__Provided data__.
----
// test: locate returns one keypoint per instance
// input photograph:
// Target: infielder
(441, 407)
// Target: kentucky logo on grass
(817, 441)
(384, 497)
----
__What you have to do__.
Write the listing out again so that nothing in it differs from the original.

__Answer box__.
// test: locate returns one keypoint per instance
// input photograph:
// Target: infielder
(441, 407)
// Target: kentucky logo on grass
(817, 441)
(384, 497)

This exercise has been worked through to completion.